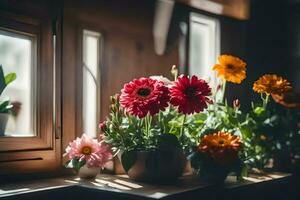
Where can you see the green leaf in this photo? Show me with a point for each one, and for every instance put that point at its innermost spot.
(2, 80)
(10, 78)
(259, 111)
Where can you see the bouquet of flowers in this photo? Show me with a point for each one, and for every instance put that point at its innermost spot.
(264, 130)
(148, 121)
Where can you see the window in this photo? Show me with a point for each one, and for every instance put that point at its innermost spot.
(32, 139)
(91, 82)
(18, 54)
(204, 46)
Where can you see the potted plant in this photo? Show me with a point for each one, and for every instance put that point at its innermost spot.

◆ ◆ ◆

*WHAT IS REQUIRED*.
Update the records above by replacing "innermost spot" with "central spot" everywhere and keeping everything else the same. Leave the pictures out.

*RESPONSE TO THIS EXERCISE*.
Where can you see the green leaf in this photo? Show me with a point for each one, and for every instance put that point at its central spot.
(2, 80)
(10, 78)
(259, 111)
Where can you see the bouquet of flowers in this photo? Show me with a point for each one, and for every instance put that point at its central spot.
(264, 130)
(148, 121)
Where can you see the window in this photo? Show me with a point for each one, and for every instance put that point at its central spot.
(32, 139)
(91, 82)
(18, 54)
(204, 46)
Where can you see the potted plant in this photo? Show me with a point for each one, and for every instance put that point at its central spot.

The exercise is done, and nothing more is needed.